On 4/7/2011 5:05 AM, Noqsi wrote:
> On Apr 6, 3:12 am, Richard Fateman<fate... at cs.berkeley.edu>  wrote:
>> On 4/4/2011 3:30 AM, Noqsi wrote:
>>
>>> On Mar 31, 3:06 am, Richard Fateman<fate... at eecs.berkeley.edu>   wrote:
>>>> It is occasionally stated that subtracting nearly equal quantities from
>>>> each other is a bad idea and somehow unstable or results in noise. (JT
>>>> Sardus said it on 3/29/2011, for example.)
>>
>>>>     This is not always true; in fact it may be true hardly ever.
>>
>>> Hardly ever? What a silly assertion. This has been a major concern
>>> since the dawn of automatic numerical analysis.
>>
>> When was this dawn?
>
> Oh, if you want a date, February 14, 1946 will do, although anyone who
> knows this history can argue for earlier or later as they please.

Oh, I see, by "automatic numerical analysis"  you mean "numerical 
computation by some mechanical calculation apparatus [automaton??]"

I was assuming you had in mind some kind of "automatic" analysis as 
opposed to the "human" analysis which is commonly used in order to 
invent algorithms and write programs which then do numerical calculation.

################

### Challenge 1
Print, word for word, the portion of the entries running from the line containing "Target: bare twig" through the end of the entries, including both the first and last lines.
The entries that follow have no connection to the exchange on numerical analysis above.

################

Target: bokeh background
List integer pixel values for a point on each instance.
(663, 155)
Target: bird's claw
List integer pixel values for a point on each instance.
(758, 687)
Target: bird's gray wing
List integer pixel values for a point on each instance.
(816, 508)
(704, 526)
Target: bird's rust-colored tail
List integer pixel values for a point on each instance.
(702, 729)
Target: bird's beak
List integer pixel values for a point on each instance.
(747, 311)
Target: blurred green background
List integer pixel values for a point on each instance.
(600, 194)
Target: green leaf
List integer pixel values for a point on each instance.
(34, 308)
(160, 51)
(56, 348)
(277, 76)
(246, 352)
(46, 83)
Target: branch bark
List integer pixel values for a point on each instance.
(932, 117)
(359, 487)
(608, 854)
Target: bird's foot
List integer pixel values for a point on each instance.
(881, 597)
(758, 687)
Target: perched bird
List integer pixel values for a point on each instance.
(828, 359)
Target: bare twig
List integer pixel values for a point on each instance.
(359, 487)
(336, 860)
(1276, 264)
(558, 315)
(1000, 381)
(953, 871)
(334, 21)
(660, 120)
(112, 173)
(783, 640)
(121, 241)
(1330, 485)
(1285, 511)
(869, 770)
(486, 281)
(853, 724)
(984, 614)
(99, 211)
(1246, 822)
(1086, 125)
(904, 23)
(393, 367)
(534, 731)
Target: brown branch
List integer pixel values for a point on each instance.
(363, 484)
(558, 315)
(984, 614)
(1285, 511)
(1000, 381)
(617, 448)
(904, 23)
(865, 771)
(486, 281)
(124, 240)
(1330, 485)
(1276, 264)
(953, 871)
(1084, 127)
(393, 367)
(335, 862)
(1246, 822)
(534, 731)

################

### Challenge 2
In the exchange on numerical analysis, what date does Noqsi give for the dawn of automatic numerical analysis?

### Problem solution 1
Target: bare twig
List integer pixel values for a point on each instance.
(359, 487)
(336, 860)
(1276, 264)
(558, 315)
(1000, 381)
(953, 871)
(334, 21)
(660, 120)
(112, 173)
(783, 640)
(121, 241)
(1330, 485)
(1285, 511)
(869, 770)
(486, 281)
(853, 724)
(984, 614)
(99, 211)
(1246, 822)
(1086, 125)
(904, 23)
(393, 367)
(534, 731)
Target: brown branch
List integer pixel values for a point on each instance.
(363, 484)
(558, 315)
(984, 614)
(1285, 511)
(1000, 381)
(617, 448)
(904, 23)
(865, 771)
(486, 281)
(124, 240)
(1330, 485)
(1276, 264)
(953, 871)
(1084, 127)
(393, 367)
(335, 862)
(1246, 822)
(534, 731)

### Problem solution 2
February 14, 1946